### Extract provided
------
Klaus Henrikinpoika, lord of Joensuu and Kankainen (c. 1445 – 1520) was in his time one of the most influential magnates in Finland (then a part of Sweden). As keystone of  his career, he received the justiciarship of Southern Finland which he held from 1487 to 1520. He was the first male member of his agnatic house to rise to great prominence in his country.

The only surviving son of squire Henrikki Ollinpoika, lord of Joensuu, and his wife  (Silja) Laavuntytär of Nyynäinen, heiress of Kankainen manor, he was born in about 1445 or a bit earlier.
In his lifetime, no surname was used of him and his family.
His forefathers were squire-class noblemen in Finland already in the 14th century (confirmation in 1407 from King Eric XIII) and their family crest depicts 'Drinking Horn'. On the other side, his maternal grandfather (sir Klaus 'djekn' Lyderinpoika) had been as long as for almost two decades (1416..1434) the Castellan of Turku, the regional capital of all Western Finland, and became quite wealthy, so the maternal grandfather's children inherited good fortunes each. Klaus' mother brought the big estate of Kankainen in Masku of southwestern Finland to their own family. Klaus was named after his successful maternal grandfather.

From his father Klaus  inherited the Joensuu manor in Halikko, southwestern Finland. Later in life, Klaus inherited Kankainen manor from his sister. Klaus' first wife brought some rights to the manor of Haapaniemi in Kisko to the family, and apparently Klaus purchased other heirs out of that inheritance.

All in all, towards the end of is life, lord Klaus was one of biggest and wealthiest landowners in Finland.

Klaus' second wife inherited several farms in her home district, Vehkalahti, which belonged to the Margraviate of Viipuri (Vyborg).

In 1472, squire Klaus became the district judge of Halikko, the district where his ancestral manor of Joensuu is located. In this position he was successor to his father-in-law, the justiciar 'Kristo' Frille.
lord Klaus was the justiciar of Southern Finland  as long as over three decades: 1487..1520. Up to 1472, also that office had been held by his father-in-law, 'Kristo' Frille. This position was the most important one in all the judiciary of Finland.
------
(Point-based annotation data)
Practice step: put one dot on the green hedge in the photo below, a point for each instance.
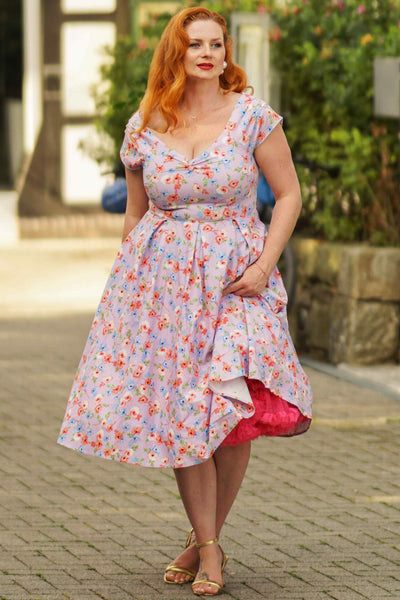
(325, 51)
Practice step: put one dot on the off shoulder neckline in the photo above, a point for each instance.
(207, 150)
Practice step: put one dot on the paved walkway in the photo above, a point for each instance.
(318, 516)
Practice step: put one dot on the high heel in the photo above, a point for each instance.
(218, 586)
(174, 569)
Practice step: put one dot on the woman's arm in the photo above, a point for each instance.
(275, 160)
(137, 202)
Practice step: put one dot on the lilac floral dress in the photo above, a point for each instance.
(164, 377)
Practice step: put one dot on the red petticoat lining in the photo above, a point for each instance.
(273, 417)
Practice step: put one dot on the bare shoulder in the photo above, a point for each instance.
(156, 121)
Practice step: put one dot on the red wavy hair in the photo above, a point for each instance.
(167, 77)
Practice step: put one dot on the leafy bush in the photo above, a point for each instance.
(325, 51)
(124, 80)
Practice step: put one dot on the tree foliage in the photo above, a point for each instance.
(325, 51)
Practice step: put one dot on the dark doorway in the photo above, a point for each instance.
(11, 60)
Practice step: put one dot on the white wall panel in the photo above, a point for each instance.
(81, 55)
(88, 6)
(81, 179)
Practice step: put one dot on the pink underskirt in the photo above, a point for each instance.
(273, 417)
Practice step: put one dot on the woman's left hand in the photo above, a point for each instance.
(251, 283)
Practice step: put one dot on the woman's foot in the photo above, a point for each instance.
(184, 567)
(209, 579)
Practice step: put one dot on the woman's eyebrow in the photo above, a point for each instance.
(200, 40)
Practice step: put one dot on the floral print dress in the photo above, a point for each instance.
(171, 368)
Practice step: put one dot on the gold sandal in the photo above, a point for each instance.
(174, 569)
(217, 585)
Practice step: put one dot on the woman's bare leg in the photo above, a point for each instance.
(208, 491)
(231, 463)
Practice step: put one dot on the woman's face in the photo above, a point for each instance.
(206, 52)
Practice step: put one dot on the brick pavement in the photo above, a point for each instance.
(317, 517)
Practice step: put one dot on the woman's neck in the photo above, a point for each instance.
(198, 97)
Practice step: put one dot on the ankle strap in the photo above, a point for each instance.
(214, 541)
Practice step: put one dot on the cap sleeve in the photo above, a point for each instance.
(130, 153)
(266, 121)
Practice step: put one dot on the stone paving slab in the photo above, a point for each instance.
(317, 518)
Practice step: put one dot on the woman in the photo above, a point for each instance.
(189, 356)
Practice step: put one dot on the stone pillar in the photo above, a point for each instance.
(365, 311)
(348, 302)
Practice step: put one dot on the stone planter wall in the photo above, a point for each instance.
(347, 306)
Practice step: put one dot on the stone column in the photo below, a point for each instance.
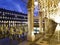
(40, 22)
(30, 36)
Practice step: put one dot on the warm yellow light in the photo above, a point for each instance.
(35, 3)
(59, 4)
(57, 19)
(58, 27)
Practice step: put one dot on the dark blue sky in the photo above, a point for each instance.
(15, 5)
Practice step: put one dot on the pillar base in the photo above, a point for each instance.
(31, 37)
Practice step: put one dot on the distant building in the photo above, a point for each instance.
(12, 15)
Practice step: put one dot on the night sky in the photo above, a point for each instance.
(16, 5)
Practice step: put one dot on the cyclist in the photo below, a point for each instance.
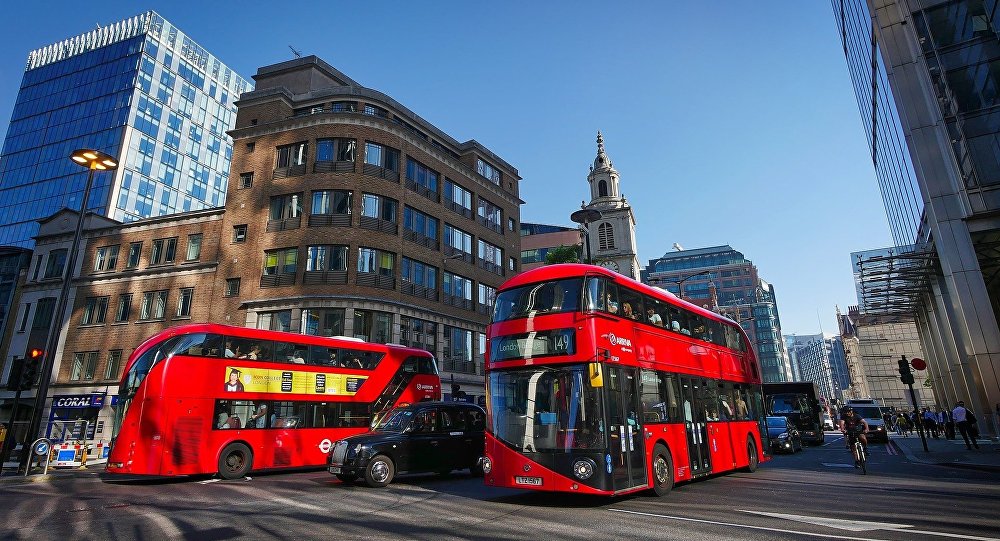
(854, 428)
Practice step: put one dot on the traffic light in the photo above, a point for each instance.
(30, 368)
(904, 371)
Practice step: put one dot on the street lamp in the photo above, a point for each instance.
(93, 160)
(680, 286)
(584, 217)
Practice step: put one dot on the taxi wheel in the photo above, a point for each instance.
(235, 461)
(663, 470)
(379, 472)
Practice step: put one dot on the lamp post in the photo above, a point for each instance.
(680, 283)
(584, 217)
(93, 160)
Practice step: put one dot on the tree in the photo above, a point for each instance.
(563, 254)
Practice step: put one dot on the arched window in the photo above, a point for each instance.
(606, 236)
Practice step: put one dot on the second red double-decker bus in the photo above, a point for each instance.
------
### Tasks to perform
(1) How would you render this sentence from the text on Klaus Henrikinpoika into Spanish: "In his lifetime, no surname was used of him and his family."?
(2) Can you carry on the text about Klaus Henrikinpoika, beginning right after its final sentence?

### Answers by task
(1) En vida, no se usó ningún apellido para él ni para su familia.

(2)
From 1488 to his death, lord Klaus was High Councillor of the Realm. In the 1490s, lord Klaus of Joensuu was one of the most important leaders of negotiations about defence against the Russians. In the 16th century, the Danish became a threat, and in 1407 lord Klaus of Joensuu was mentioned as one of  leaders of negotiations about defence against the Danes.

In 1511, the elderly lord Klaus of Joensuu (already in his sixties) was deemed suitable yet and sent to act as commander and administrator in Viipuri, the fief (margraviate) which was at the time in the transition under the Dowager Margravine Gunilla, widow of the recently deceased castellan and margrave Eerikki Tuurenpoika. Vyborg Castle was effectively the regional capital of Eastern Finland, and more importantly, the cornerstone and key stronghold against the Russians.

Family 
In 1470, young lord Klaus received a papal dispensation for his marriage with lady Kristiina Kristontytär Frille, co-heiress of Teijo and Haapaniemi (b bef c1455; d bef 1508), who was daughter of a second cousin of Klaus' and of the high councillor Krister Frille, justiciar of Southern Finland.

After the death of lady Kristiina, Klaus married anew, in c1511, presumably somewhere in the region of Viipuri, where he acted at the time as commander of the Viipuri castle and an administrator of the province. The new wife was the much younger lady Kirsti of Salmenkylä, heiress of Töytärinhovi and of several farms in Salmenkylä, Sivatti, Pyöli, Husupyöli, Teinpyöli, Reitkalli and Hietakylä of Vehkalahti district, as well as of houses in at least in  Hietakylä local harbor and in Salmenkylä.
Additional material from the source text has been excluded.